## Prompt
Below this task are records; return each one exactly and omit its images.

───── Material shown ─────

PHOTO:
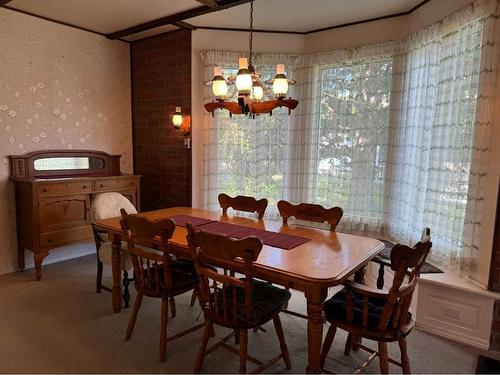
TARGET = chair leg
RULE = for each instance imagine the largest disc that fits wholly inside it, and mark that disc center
(163, 329)
(382, 352)
(173, 310)
(126, 293)
(98, 283)
(281, 337)
(133, 316)
(285, 306)
(327, 344)
(203, 348)
(348, 344)
(193, 298)
(356, 340)
(405, 362)
(243, 350)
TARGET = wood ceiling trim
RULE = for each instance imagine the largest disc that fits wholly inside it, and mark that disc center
(55, 21)
(177, 17)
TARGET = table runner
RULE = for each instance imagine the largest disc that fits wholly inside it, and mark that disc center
(182, 220)
(280, 240)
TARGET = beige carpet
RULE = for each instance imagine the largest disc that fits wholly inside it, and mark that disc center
(61, 325)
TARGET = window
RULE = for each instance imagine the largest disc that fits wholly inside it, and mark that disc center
(251, 152)
(353, 130)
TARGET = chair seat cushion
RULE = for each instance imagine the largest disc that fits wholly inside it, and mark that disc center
(105, 255)
(266, 299)
(335, 310)
(183, 276)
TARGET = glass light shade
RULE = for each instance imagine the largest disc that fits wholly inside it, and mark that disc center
(243, 78)
(257, 92)
(177, 118)
(280, 83)
(219, 87)
(244, 81)
(280, 86)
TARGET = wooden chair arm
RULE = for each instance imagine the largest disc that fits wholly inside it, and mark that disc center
(365, 289)
(378, 259)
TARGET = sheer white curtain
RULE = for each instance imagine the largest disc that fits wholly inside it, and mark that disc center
(244, 156)
(436, 129)
(397, 134)
(341, 132)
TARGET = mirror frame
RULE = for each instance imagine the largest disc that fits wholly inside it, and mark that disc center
(23, 166)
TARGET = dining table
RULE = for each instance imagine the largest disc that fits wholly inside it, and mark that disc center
(322, 260)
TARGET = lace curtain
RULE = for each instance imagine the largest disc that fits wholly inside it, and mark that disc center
(439, 131)
(341, 127)
(245, 156)
(398, 134)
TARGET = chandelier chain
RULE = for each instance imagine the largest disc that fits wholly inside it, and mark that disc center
(250, 37)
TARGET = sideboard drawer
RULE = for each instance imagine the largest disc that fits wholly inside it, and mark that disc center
(67, 188)
(66, 236)
(115, 183)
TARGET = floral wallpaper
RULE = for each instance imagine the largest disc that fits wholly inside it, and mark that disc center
(60, 88)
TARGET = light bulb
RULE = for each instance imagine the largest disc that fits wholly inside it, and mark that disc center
(280, 82)
(257, 92)
(219, 88)
(243, 78)
(219, 85)
(177, 118)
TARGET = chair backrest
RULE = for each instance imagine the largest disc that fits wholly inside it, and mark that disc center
(310, 212)
(406, 262)
(152, 268)
(106, 205)
(243, 203)
(223, 297)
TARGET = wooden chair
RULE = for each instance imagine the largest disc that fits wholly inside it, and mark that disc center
(236, 303)
(106, 205)
(376, 313)
(243, 203)
(308, 212)
(157, 275)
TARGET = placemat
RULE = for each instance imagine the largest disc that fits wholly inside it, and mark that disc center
(280, 240)
(182, 220)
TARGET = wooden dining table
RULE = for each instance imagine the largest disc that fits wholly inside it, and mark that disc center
(325, 260)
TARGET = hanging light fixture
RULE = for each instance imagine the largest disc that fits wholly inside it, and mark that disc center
(253, 98)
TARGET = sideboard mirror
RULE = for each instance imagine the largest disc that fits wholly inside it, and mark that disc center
(64, 163)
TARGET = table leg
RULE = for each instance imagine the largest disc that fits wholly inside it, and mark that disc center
(116, 269)
(315, 298)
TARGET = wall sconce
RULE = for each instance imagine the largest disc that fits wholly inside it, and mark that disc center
(182, 124)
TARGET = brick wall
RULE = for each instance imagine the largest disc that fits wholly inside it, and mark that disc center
(161, 81)
(494, 281)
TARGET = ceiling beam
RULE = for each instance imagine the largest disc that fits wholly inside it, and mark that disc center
(208, 3)
(177, 17)
(184, 25)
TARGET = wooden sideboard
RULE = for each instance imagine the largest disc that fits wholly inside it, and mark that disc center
(53, 206)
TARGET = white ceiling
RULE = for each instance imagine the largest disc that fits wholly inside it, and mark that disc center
(107, 16)
(303, 15)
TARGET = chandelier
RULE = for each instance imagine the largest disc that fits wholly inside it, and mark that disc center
(254, 97)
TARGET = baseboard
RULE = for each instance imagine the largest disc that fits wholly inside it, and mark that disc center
(472, 341)
(55, 256)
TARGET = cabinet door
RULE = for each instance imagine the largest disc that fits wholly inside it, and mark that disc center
(63, 212)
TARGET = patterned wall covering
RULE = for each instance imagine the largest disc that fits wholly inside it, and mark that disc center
(60, 88)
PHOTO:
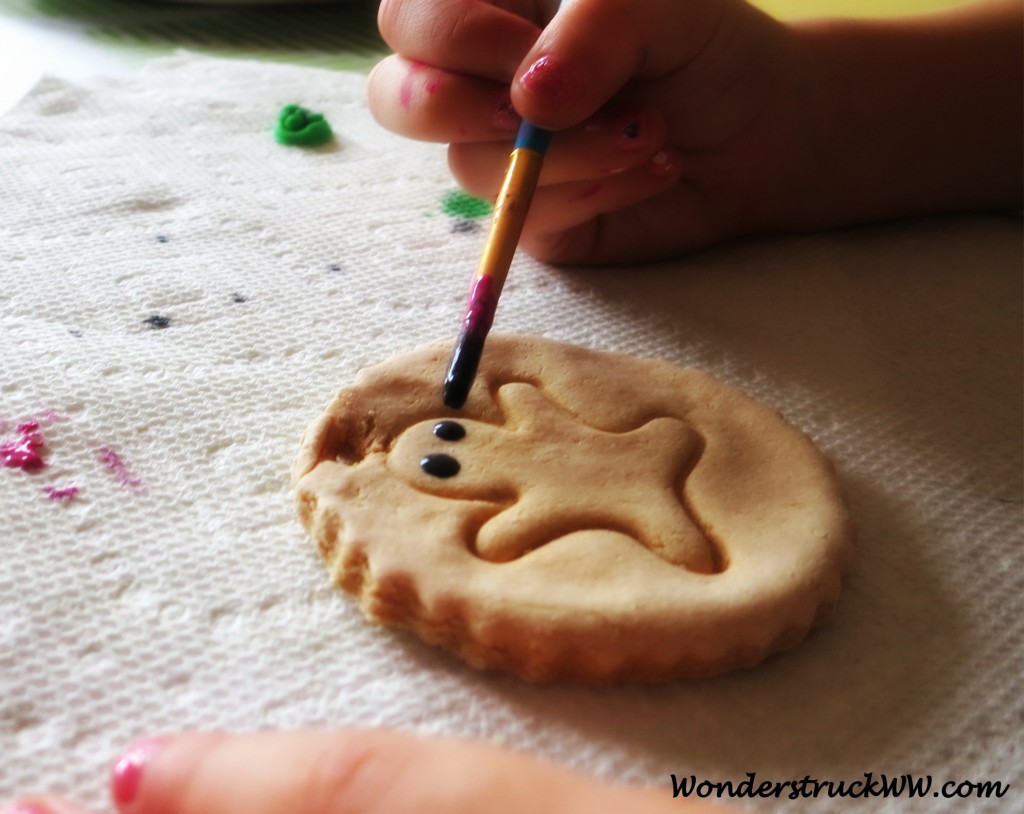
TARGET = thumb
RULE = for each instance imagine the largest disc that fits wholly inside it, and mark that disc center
(592, 48)
(353, 771)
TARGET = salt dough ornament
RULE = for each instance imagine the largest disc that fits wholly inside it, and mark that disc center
(586, 515)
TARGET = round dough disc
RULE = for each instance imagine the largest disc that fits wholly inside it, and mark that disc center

─────

## Solution for this task
PHOTO:
TARGET = chair leg
RULE = for each instance imagine the largest disc that fits wholly inside it, and mark that disc center
(163, 329)
(382, 352)
(173, 310)
(126, 293)
(98, 283)
(281, 337)
(133, 316)
(285, 306)
(327, 344)
(203, 348)
(348, 344)
(193, 298)
(356, 340)
(405, 362)
(243, 350)
TARGET = wood ceiling trim
RULE = for each instance imagine the largest disc that fits wholly inside it, and mark that disc center
(55, 21)
(177, 17)
TARGET = table runner
RULE = for each instance imagine the largest disc that fits wholly inside it, and mark that disc center
(182, 220)
(280, 240)
TARGET = beige carpet
RULE = for each instance imagine the largest disc that fits wholly inside it, and mark that disc center
(61, 325)
TARGET = window
RULE = for each instance imagine the largest disc that fits wholly inside it, and mark that disc center
(251, 152)
(353, 130)
TARGET = chair seat cushion
RULE = for each instance imagine the largest disc that fits wholly inside it, and mark that disc center
(105, 255)
(266, 299)
(335, 310)
(183, 276)
TARGET = glass light shade
RULE = for each instance imagine the largest disc that fits wholly inside it, and mark that disc center
(243, 78)
(257, 92)
(177, 118)
(280, 83)
(219, 87)
(244, 81)
(280, 86)
TARGET = wooden chair arm
RULE = for each instance imagine the largest disc that fits wholly inside it, and mark that disc center
(365, 289)
(378, 259)
TARGET = sheer white curtain
RULE = for each instance imagine the largest disc that fits wholly inside it, and mark that disc center
(244, 156)
(436, 129)
(397, 134)
(341, 132)
TARGET = mirror frame
RULE = for each instance imagine the largest disc that fits wholly inside it, and mark that disc center
(23, 166)
TARGET = dining table
RULE = for each instance imagine the largest disc that fits wholly inside it, and mark that disc center
(322, 260)
TARGET = lace curtain
RULE = for each instance imagine the largest disc that fits wholly inside it, and mark that disc center
(439, 131)
(341, 127)
(245, 156)
(398, 134)
TARGET = chandelier chain
RULE = for each instance imagine the largest disc that fits wholly inside it, and mark that disc center
(250, 37)
TARGET = sideboard drawer
RULE = for each instance imagine the largest disc that fits wholly inside it, and mark that disc center
(67, 188)
(66, 236)
(115, 183)
TARGET = floral wallpaper
RULE = for each instance imagine the largest disc that fits wholly inside it, and mark that disc center
(60, 88)
TARGET = light bulb
RULE = for each instance imagine the largest disc that fits wholly inside it, and mark that disc center
(280, 82)
(257, 92)
(219, 88)
(243, 78)
(219, 85)
(177, 118)
TARGET = chair backrest
RULE = for each instance imagine the largest disc that fits wholly inside it, and mark that disc center
(310, 212)
(406, 262)
(152, 268)
(106, 205)
(243, 203)
(223, 297)
TARGET = wooden chair
RULE = for each instance imagine the largest disc that fits wholly inside it, and mark that disc center
(236, 303)
(106, 205)
(376, 313)
(243, 203)
(308, 212)
(157, 275)
TARGET = placemat
RULE = for each instance imagine the largest disc that fits wholly inside it, and mark that disc center
(280, 240)
(182, 220)
TARGET = wooden dining table
RULE = for each instance imagine the largest disc that fits wholly inside it, and mark that disc center
(325, 260)
TARGET = hanging light fixture
RULE = for each instance imagine the largest disc that fits wholly inside it, and mark that disc center
(253, 98)
TARGET = sideboard mirror
RULE = for each instance imagine the largest disc that fits wholly inside it, and mark that disc center
(64, 163)
TARGET = table leg
RULE = for each instance imagine the largest disc that fits wholly inside it, and mark that disc center
(116, 269)
(315, 298)
TARGET = wall sconce
RULE = for each instance imagine the largest disc that fits wholly inside it, and mark that disc center
(182, 124)
TARGET = brick wall
RULE = for each instance imagine the largest disc that fits wholly inside it, and mark that disc center
(161, 81)
(494, 281)
TARGET = ceiling beam
RULE = for each instance imagine the largest disc that fits wholly inside it, and mark that disc center
(208, 3)
(177, 17)
(184, 25)
TARGET = wooden sideboard
RULE = for each instance imagine the largest disc that fits wholly inside it, and mark that disc center
(53, 206)
TARGET = white ceiling
RULE = for each instance imagine the largest disc that fits wholly inside it, and mark that disc center
(107, 16)
(303, 15)
TARGET = chandelier
RULE = for each instance imagine the largest disc that fits wholly inside it, and mark that disc center
(254, 97)
TARGET = baseboard
RULE = for each instance imagine the largest disc that fits wholly inside it, and mark that disc center
(472, 341)
(55, 256)
TARGET = cabinet door
RULE = for each instance imagine the largest disc that fits wholly inside it, and mark that disc center
(63, 212)
TARGET = patterned wall covering
RULE = for each instance imagine the largest disc that fits wholly inside it, and mark that disc center
(60, 88)
PHOTO:
TARGET = thumb
RULE = for each instance imagine the largest disc that fits wholly inside it, and mark that disc center
(592, 48)
(353, 771)
TARGET = salt dough ornament
RULE = for each instance imagine the largest disc that fits wholly inside it, and mark that disc center
(586, 515)
TARGET = round dough disc
RULE = for each instance imagine the largest disc that fits wholly inside it, and mark that disc center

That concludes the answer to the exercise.